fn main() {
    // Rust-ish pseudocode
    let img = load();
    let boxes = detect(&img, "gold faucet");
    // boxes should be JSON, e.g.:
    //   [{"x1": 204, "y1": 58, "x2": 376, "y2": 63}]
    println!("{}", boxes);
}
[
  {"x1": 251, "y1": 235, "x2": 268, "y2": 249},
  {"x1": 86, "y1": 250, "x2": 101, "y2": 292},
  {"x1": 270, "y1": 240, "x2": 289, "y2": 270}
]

* * *

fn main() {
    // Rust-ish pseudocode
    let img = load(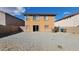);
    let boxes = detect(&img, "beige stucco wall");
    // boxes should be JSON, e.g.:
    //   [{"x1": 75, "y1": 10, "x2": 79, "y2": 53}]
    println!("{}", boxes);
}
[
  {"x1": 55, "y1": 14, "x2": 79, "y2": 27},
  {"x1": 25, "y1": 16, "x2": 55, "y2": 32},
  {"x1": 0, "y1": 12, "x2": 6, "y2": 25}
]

> [What to work on]
The word "detect" may appear in several lines of the data; copy every line where it does.

> [Written answer]
    let boxes = detect(&img, "gold faucet");
    let boxes = detect(&img, "beige stucco wall");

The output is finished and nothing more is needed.